Instructions for the task:
Word for word and without images, transcribe all of the records.

##### Given information

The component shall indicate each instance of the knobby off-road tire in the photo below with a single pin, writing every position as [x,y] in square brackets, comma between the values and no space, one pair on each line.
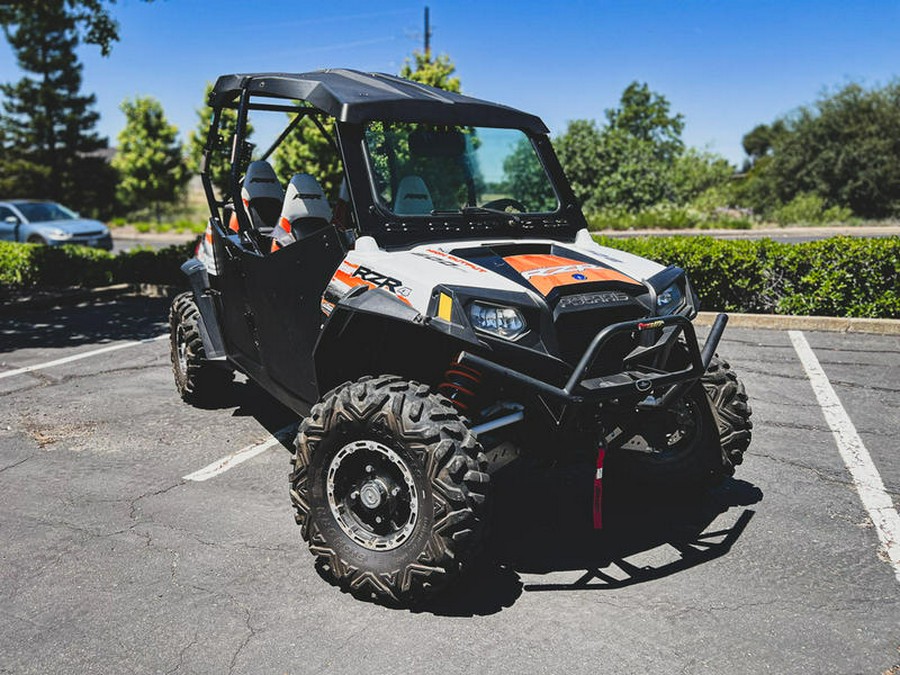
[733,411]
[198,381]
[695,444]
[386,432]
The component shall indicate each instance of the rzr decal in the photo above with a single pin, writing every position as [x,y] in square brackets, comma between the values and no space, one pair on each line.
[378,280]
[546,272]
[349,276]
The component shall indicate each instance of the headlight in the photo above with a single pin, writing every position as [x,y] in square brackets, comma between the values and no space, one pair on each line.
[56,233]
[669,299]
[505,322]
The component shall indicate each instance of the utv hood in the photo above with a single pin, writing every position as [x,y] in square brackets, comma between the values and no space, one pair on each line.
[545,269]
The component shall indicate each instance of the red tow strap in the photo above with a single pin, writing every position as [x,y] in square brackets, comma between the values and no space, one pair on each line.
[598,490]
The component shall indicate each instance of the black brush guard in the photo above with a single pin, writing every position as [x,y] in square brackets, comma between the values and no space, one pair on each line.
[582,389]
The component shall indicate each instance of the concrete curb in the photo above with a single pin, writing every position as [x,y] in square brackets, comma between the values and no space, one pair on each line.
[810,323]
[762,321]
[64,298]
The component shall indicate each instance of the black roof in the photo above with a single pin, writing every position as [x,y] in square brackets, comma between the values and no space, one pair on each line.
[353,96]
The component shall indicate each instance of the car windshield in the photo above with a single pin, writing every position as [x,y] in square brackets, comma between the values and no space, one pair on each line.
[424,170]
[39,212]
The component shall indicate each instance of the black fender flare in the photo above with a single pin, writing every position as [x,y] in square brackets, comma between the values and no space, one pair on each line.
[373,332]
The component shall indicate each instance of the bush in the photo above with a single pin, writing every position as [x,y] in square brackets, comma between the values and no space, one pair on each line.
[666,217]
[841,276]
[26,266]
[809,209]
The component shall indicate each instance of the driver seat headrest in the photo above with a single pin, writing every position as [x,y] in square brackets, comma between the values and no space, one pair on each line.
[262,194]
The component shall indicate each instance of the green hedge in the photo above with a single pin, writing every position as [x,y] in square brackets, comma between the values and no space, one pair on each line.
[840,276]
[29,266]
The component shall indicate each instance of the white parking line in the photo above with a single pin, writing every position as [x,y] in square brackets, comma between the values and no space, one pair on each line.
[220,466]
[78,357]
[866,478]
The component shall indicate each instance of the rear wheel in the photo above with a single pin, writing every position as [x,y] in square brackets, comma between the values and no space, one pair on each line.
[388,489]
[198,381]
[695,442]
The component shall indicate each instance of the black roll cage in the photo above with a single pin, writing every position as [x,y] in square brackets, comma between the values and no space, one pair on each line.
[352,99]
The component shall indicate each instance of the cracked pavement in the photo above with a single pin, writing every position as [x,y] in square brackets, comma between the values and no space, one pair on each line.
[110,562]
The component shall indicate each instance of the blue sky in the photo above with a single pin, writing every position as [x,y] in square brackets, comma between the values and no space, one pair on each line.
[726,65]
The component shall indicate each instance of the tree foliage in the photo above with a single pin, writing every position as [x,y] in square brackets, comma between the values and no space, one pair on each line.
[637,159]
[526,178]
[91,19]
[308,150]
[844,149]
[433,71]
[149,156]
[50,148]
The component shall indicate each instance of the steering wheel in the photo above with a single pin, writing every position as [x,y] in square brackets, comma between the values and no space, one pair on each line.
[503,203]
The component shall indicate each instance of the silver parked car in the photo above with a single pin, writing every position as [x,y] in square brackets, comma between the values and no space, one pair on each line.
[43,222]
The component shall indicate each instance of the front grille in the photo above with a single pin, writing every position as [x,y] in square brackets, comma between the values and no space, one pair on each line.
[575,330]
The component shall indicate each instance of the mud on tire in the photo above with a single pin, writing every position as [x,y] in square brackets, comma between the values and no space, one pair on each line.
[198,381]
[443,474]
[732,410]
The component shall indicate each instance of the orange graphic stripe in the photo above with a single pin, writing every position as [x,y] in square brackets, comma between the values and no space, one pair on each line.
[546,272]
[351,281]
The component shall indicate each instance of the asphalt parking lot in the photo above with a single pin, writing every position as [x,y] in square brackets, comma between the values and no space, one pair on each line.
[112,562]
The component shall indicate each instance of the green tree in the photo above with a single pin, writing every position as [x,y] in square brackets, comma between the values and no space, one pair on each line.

##########

Exercise output:
The component shall indicate each instance of the knobby off-road tire in the photo below with a single pin, writing every position as [x,y] in square brackets, comma between the values and no space, one pair on each line.
[733,411]
[198,381]
[695,444]
[386,432]
The component shall indicate each instance of the rzr decal in the photo above with a single pin, writing every position as [x,y] in square brackets, comma between the values and no space, one pair on each line.
[378,280]
[546,272]
[349,276]
The component shall indicate each instance of the headlight in the photo above with a single pin, writing every position as [x,y] in square brackets, comma between the values and no space, one pair on each line.
[56,233]
[669,299]
[505,322]
The component shall indicate each instance of the utv hood in the photo above with a single pin, writing every position as [x,y] in square brackets, comma between the values and no space, one pair on each line.
[545,269]
The component shall indicate each instance of the red tow strap in the photo above with a single pin, writing every position as [x,y] in square brackets, comma between the values and no space, one pair on each line.
[598,490]
The component shall indicate each instance of the black brush guard in the photo above with a single pin, writing every position as [x,y] in square brackets, comma between the values and no space, one pair on each line.
[582,389]
The component shall indicate each instance of the concrete curb in the photo above with a single pin, writing every position as [x,y] in square brackets, comma between the values and no space, one pair on each line.
[810,323]
[762,321]
[64,298]
The component shall indicate each instance of the black roof in the photo above with a single pin, writing every position as [x,y] in square brackets, comma between the values and no space, one pair on each line.
[353,96]
The component shall indicate each instance of the car windshield in the photo above with a single pin, writing every position as [x,y] in square brackets, comma between the values and no space, one pair on each line.
[424,170]
[39,212]
The component shall indicate each instance of the black fender flare in the photo above with a single pin, writing every position as [x,y] in square brackets, comma between the values and no space, one pair on each line.
[373,332]
The component shall indicate each instance of the bush in the photo above with a single pin, writing every position as [x,y] in square brackets, comma between the values and no space, one pair on each line.
[666,217]
[841,276]
[26,266]
[809,209]
The component shall indicate each instance of the driver seat headrest in the photo above with a single pin, writing every position as [x,y] in square brackets, comma between the values and no space, one pair on each line.
[262,194]
The component shall indicate each instance of the green hedge in the photo above with a single pin, writing every position as [x,y] in square brackets, comma between the values and no space, one pair on each line.
[840,276]
[29,266]
The component shall indicate each instance of the white parking line in the photo above with a single pin, writing every position as [x,y] in square brackets, comma between the values and no space, one pair on each line.
[220,466]
[78,357]
[866,478]
The component shall indicate each instance of the rear wheel in the photo above with a single pin, writing every position as [x,y] in square brackets, comma between the values and no space, one pair on each line.
[388,489]
[198,381]
[695,442]
The component shall indicate each instance of the black roll cage in the photo above with a single pin, writing every position as [x,y] in square brackets, comma between the values and no space, one pair on each line.
[352,99]
The component shall indicate each instance of the cracked pavement in the photo above with a single pin, writing every position as [x,y] in square brackets, comma between the values and no space, one pair on each line.
[110,562]
The component shall indicate each instance of the blue sky in the photo above with a single pin, writing every position as [x,y] in square brackets, comma between the values and no space, one pair on each line.
[726,65]
The component shall indicate each instance of the tree foliage in the photo above with a single pin, writing every position as [x,y] in square brackets, comma between the values and no space, one pair on each line.
[637,159]
[526,178]
[91,19]
[308,150]
[844,149]
[433,71]
[149,156]
[50,148]
The component shall indicate each instance of the steering wheel in the photo above with a single pin, writing every position as [x,y] in square brackets, comma between the values and no space, one pair on each line.
[503,203]
The component shall indicate each instance of the silver parked car in the photo above with a single pin, writing every position as [x,y] in square brackets, comma between the values and no space, one pair on each line.
[43,222]
The component shall indicate each instance of the front grille in the photo above with a single pin, writing every position as [x,y] in square brackets, comma between the values and no space, one pair on each line.
[575,330]
The component shall indicate each instance of the mud on tire in the photo above with a single pin, writing every position as [x,y] in square brackets, comma between the values and no space, one pair on each line.
[198,381]
[443,474]
[732,410]
The component shall indicate each instance of the orange graphic stripe in the photo above with a single pin, writing every position as [x,y] in square brackets, comma between the values and no space, one pair on each line.
[546,272]
[351,281]
The component shall indicate each instance of the asphalt parking lot in the photo above with a single pin, writing every position as [x,y] in square brackets, comma between the values and no space, one pair on each line.
[112,562]
The component shall indicate each instance of the green tree in the photo above with a single pin, writing every position as [x,y] in square brackets, comma between the values and no space, one pair on each line.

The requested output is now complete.